GIVEN RECORDS below:

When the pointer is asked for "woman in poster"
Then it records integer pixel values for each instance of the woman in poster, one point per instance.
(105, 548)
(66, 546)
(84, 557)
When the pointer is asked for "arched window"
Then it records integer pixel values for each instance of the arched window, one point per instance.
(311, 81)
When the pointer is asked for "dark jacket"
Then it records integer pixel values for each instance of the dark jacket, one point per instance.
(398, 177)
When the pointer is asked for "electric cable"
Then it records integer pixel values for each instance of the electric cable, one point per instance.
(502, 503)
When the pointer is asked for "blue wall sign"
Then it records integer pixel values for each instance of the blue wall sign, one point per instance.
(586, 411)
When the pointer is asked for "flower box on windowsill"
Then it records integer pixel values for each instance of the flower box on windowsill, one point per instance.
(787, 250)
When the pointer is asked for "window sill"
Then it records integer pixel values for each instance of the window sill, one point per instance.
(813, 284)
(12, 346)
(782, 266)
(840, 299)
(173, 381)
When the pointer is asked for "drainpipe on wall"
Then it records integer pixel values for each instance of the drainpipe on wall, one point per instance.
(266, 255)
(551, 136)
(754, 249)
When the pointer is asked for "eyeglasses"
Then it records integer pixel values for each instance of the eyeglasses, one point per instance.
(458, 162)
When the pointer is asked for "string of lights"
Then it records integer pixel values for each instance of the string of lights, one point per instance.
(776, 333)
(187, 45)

End of GIVEN RECORDS.

### PROBLEM DETAILS
The records above must be retyped in full, exactly as written.

### EXERCISE RESULT
When the pointer is asked for "woman in poster"
Then it records integer pixel values for each instance of the woman in poster, one point per instance.
(105, 548)
(66, 546)
(84, 557)
When the pointer is asked for "arched window"
Then it records integer pixel values for each instance of the arched window, one point per instance.
(311, 81)
When the pointer is asked for "dark jacket"
Then it records integer pixel values for each instance of the dark jacket, one point per instance.
(398, 177)
When the pointer is asked for "electric cable"
Then it records integer pixel values for each instance of the electric cable, one point per instance.
(502, 503)
When the pointer is asked for "blue wall sign"
Then it records integer pixel values for each instance of the blue wall sign, one point per instance.
(586, 411)
When the pointer is asked for "flower box on windowsill"
Then it records integer pixel values for each instance of the flower box on windowsill, one point per instance.
(787, 250)
When the pointer is asked for "window sill"
Then it records integer pixel values for each instance of the window sill, one point per instance.
(813, 284)
(12, 346)
(782, 266)
(840, 299)
(173, 381)
When the pointer is asked for "drainpipe on wall"
Then it records integer pixel values for each instance of the drainpipe on wall, one point per instance.
(266, 255)
(551, 136)
(754, 249)
When the pointer is asked for "eyeglasses"
Then it records integer pixel values for each instance of the eyeglasses, one point per instance.
(458, 162)
When the pointer is asked for "string of lights"
Then it records integer pixel values for each instance of the string of lights, one point per instance.
(776, 333)
(187, 45)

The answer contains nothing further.